* EXERCISE AIM
Rewrite the items from the start through the line containing "[667,93,683,111]", replacing every "bounding box" with "rectangle" and changing nothing else; leave the pictures out of your answer.

++++++++++++++++++++

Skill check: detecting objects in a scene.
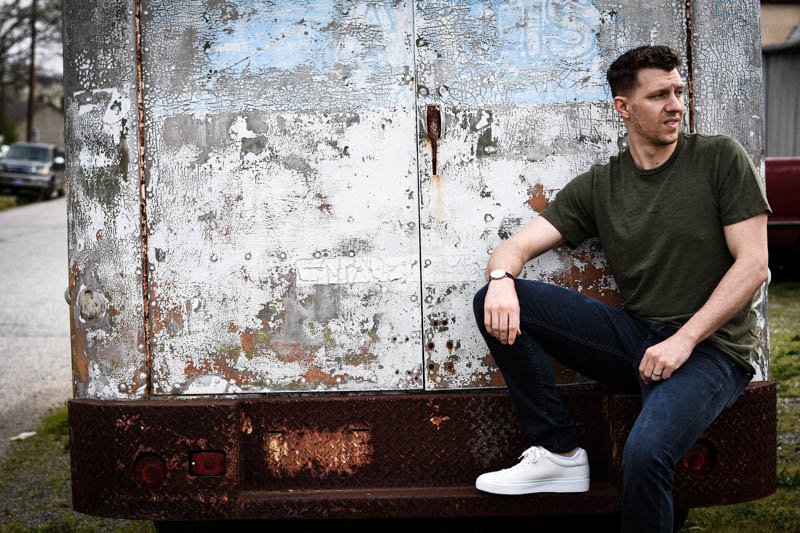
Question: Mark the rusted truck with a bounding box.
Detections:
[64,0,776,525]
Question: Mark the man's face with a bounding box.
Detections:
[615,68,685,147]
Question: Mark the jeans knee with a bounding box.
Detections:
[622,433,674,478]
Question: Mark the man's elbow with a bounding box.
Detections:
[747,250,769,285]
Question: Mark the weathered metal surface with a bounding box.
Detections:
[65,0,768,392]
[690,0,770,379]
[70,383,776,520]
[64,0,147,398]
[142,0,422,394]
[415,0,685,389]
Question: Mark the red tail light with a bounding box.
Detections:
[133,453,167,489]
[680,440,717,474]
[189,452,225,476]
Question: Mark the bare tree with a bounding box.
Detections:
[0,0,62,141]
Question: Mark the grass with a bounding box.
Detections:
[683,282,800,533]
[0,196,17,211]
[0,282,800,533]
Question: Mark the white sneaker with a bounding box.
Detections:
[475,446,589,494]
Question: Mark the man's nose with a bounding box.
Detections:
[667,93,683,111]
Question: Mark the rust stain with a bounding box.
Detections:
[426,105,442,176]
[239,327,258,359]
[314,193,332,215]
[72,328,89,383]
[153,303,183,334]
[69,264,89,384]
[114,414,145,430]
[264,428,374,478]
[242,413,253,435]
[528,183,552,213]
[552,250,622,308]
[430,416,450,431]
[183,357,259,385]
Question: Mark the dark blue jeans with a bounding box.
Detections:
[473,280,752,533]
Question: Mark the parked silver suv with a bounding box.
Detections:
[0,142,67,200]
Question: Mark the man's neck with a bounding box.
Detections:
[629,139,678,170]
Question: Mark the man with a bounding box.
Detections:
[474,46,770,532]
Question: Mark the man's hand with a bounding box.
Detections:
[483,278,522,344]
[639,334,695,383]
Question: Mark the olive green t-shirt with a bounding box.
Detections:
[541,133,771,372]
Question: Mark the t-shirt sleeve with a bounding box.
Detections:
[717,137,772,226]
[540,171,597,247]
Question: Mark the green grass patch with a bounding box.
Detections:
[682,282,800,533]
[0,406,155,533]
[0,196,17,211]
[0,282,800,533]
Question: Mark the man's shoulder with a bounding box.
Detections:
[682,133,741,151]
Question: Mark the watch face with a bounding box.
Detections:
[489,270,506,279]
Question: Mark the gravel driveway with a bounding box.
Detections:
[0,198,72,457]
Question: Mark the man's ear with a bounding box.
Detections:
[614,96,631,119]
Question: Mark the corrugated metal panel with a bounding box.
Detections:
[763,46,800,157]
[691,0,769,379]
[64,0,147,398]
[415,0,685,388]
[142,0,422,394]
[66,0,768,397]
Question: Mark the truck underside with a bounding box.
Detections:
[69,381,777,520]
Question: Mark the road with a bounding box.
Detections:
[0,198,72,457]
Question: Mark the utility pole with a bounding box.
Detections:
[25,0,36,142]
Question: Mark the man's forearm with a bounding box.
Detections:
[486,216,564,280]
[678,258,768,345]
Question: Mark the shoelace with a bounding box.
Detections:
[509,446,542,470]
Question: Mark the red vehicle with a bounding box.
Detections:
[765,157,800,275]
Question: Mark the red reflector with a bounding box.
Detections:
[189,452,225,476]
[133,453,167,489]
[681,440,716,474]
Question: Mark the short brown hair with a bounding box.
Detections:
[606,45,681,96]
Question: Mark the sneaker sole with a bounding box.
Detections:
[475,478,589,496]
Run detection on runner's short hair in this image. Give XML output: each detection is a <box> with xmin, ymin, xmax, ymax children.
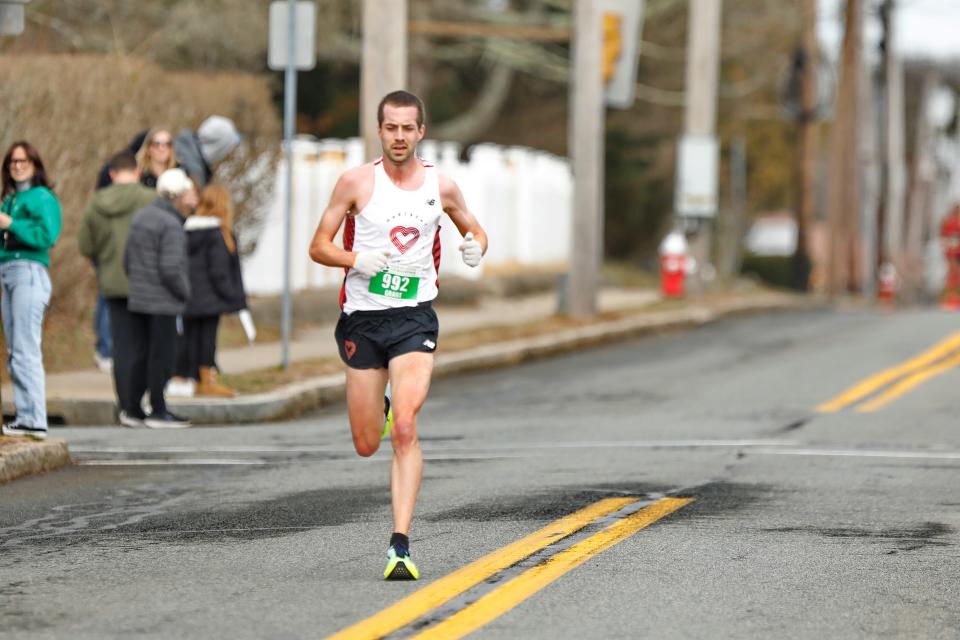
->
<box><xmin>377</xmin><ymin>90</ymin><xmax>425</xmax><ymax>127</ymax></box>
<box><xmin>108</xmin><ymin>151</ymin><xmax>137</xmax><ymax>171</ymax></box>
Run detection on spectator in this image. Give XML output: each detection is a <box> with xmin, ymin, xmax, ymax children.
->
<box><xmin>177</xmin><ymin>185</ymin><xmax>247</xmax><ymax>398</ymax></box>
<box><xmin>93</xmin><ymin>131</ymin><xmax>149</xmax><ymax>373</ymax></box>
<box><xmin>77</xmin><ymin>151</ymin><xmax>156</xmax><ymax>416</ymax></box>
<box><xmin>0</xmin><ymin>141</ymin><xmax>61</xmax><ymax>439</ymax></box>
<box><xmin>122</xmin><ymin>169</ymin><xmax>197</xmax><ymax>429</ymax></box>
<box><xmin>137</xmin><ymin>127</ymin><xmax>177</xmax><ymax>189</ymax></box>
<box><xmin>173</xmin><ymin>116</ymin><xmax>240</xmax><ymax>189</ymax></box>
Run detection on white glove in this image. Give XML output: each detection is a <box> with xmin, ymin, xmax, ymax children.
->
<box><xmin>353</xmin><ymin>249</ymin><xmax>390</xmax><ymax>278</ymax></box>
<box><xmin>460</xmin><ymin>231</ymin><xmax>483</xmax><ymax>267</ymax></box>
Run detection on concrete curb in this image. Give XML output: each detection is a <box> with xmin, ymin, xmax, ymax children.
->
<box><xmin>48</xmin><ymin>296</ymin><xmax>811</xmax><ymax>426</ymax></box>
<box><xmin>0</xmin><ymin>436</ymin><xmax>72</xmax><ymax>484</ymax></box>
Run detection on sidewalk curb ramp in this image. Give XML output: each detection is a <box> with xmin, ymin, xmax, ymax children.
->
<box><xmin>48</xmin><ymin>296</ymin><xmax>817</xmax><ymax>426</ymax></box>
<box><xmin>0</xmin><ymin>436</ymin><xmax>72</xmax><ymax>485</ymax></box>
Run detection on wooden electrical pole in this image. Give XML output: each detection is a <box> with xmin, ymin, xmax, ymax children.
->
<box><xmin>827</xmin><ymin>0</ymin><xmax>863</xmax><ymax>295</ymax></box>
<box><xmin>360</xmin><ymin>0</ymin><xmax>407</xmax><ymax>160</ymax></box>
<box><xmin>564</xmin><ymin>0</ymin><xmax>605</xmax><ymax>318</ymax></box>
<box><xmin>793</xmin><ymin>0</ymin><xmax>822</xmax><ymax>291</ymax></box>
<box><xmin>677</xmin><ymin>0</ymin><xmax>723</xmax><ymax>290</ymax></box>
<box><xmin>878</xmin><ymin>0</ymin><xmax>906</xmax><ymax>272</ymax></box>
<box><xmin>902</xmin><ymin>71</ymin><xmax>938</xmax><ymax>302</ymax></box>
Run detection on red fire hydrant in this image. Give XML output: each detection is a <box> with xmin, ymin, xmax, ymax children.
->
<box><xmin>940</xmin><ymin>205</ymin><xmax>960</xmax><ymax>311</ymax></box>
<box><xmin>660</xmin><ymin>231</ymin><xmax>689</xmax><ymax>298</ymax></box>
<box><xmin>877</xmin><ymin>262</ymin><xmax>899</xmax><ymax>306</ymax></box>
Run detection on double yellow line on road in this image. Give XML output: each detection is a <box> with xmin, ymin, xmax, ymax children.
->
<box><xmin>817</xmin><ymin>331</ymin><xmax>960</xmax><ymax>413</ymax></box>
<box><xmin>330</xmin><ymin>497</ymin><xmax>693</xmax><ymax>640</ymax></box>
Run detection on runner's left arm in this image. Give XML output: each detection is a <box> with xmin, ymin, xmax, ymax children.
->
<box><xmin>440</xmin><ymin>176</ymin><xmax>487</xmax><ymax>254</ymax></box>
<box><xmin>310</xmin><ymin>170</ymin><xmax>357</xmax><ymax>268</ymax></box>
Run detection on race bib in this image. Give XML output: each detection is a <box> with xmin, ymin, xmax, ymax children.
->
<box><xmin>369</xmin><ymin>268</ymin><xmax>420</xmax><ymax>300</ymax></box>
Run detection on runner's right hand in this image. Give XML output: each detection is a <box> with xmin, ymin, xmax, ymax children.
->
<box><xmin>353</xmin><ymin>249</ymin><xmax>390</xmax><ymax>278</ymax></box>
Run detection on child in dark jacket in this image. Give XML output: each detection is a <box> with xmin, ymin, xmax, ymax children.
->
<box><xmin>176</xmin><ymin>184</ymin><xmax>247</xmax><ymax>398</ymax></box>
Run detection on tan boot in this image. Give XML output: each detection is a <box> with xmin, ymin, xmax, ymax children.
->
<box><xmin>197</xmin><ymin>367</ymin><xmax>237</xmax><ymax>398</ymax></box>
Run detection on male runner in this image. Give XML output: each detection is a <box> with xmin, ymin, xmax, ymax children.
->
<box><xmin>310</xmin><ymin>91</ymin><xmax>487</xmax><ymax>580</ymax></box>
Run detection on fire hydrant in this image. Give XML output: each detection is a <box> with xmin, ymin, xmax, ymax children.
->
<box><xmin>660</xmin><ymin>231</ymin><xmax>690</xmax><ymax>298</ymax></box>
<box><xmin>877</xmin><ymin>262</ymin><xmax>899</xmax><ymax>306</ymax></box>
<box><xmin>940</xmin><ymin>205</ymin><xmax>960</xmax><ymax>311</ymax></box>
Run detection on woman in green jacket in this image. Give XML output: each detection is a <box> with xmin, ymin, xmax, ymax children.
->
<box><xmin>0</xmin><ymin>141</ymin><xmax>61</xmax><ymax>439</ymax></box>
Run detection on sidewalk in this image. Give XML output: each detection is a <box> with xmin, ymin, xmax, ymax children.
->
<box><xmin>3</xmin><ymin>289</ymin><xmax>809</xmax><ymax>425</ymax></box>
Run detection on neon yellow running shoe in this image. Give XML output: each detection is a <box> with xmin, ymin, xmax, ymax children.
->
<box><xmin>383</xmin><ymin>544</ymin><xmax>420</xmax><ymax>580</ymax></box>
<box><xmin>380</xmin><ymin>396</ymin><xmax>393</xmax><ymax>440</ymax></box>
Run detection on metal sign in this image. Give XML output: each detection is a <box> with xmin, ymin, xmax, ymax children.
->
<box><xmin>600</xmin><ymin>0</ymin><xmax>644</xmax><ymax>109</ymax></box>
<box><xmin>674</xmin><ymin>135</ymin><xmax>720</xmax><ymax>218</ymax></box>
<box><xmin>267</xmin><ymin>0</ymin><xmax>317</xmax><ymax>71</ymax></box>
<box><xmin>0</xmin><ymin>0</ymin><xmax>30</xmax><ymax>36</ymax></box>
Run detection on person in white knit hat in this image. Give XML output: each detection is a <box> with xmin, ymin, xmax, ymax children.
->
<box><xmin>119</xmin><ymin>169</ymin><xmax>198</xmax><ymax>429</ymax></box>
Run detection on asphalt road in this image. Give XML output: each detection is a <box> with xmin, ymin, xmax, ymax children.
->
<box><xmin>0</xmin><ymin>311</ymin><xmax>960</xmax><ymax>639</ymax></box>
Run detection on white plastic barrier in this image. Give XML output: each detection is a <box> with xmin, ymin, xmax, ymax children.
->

++++++++++++++++++++

* ANSWER TO THE PROBLEM
Skill check: detecting objects in a scene.
Question: Mark the rusted truck with a rectangle.
Detections:
[64,0,776,525]
Question: Mark the man's face with a rectangle.
Detections:
[615,68,685,147]
Question: Mark the jeans knee with a rectangle.
Detections:
[622,433,674,478]
Question: Mark the man's elbow with a rectangle.
Detections:
[747,250,769,285]
Question: Mark the weathered metal surface with a rectangle.
Detections:
[65,0,768,392]
[690,0,770,379]
[70,383,776,520]
[64,0,147,398]
[142,0,422,394]
[415,0,685,389]
Question: Mark the red tail light with a rectangle.
Detections:
[133,453,167,489]
[680,440,717,474]
[189,452,225,476]
Question: Mark the bare tree with a rectangle.
Detections:
[0,0,62,141]
Question: Mark the grass with a rectangle.
Detections:
[683,282,800,533]
[0,196,17,211]
[0,282,800,533]
Question: Mark the white sneaker with a rectangle.
Detections:
[475,446,589,494]
Question: Mark the man's nose with a rectangle.
Detections:
[667,93,683,111]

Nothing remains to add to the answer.